▶ WORK ORDER: From the biography of William Cawthra, list every place name it mentions.

▶ EXCERPT PROVIDED:
= William Cawthra =

Canadian businessman and philanthropist

William Cawthra (29 October 1801 - 26 October 1880) was a philanthropist, business and civic leader and the eldest son of Joseph Cawthra. William, like his father, was associated with reformists and was considered anti-establishment, notwithstanding his wealth. William was elected to Toronto City Council as the Alderman for St. Lawrence Ward in 1836, a position his father held for one year until he was unseated in 1835 by conservative opposition.

William married his widow Sarah Ellen Crowther Cawthra in 1849. His brothers John and Jonathan Cawthra served in the War of 1812 at Detroit and Queenston under Sir Isaac Brock. John Cawthra later served as an MHA and as the first Member of Parliament for Simcoe County.

Referring expression pointing data
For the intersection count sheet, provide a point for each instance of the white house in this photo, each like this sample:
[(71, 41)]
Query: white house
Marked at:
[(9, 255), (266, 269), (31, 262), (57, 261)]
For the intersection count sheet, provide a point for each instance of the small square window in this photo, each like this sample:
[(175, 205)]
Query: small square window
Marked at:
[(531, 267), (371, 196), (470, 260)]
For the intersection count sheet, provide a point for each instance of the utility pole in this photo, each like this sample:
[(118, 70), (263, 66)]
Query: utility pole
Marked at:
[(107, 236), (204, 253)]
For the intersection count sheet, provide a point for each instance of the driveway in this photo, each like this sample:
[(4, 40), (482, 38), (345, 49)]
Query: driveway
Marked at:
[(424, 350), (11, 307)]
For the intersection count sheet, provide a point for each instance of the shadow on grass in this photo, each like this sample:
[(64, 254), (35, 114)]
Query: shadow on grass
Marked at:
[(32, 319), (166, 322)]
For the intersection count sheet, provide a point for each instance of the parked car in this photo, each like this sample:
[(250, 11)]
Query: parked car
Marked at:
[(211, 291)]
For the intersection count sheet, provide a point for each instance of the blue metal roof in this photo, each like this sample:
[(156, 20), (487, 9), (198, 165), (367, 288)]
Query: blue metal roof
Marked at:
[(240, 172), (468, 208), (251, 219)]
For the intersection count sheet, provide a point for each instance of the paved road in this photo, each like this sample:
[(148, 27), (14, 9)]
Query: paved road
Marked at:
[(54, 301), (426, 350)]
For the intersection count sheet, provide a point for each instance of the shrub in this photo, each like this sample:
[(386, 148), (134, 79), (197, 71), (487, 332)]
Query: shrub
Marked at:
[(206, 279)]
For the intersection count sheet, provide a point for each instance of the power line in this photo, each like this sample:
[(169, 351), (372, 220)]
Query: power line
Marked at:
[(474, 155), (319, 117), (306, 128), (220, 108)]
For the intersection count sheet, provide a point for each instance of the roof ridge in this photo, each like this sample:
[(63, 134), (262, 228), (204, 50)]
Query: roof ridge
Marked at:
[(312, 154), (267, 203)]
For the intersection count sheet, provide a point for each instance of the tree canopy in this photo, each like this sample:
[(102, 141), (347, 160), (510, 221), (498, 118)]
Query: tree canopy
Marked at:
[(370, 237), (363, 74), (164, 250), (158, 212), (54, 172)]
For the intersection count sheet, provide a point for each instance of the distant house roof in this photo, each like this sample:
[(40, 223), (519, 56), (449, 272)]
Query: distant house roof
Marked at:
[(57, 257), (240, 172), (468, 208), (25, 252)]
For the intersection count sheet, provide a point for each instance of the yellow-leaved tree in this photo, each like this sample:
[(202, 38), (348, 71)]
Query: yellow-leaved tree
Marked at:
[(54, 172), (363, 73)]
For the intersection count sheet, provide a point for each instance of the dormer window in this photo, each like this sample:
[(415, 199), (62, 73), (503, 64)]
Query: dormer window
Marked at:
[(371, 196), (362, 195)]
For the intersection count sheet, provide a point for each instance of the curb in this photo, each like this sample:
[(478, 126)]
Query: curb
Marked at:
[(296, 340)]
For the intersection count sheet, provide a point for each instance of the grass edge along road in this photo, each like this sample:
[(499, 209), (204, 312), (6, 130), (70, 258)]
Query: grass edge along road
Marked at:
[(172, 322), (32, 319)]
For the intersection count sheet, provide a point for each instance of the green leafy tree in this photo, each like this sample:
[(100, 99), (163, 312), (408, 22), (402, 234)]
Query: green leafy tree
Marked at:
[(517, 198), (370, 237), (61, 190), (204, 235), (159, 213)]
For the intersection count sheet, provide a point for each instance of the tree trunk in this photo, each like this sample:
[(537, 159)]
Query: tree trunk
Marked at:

▶ TASK ANSWER: Toronto, St. Lawrence Ward, Detroit, Queenston, Simcoe County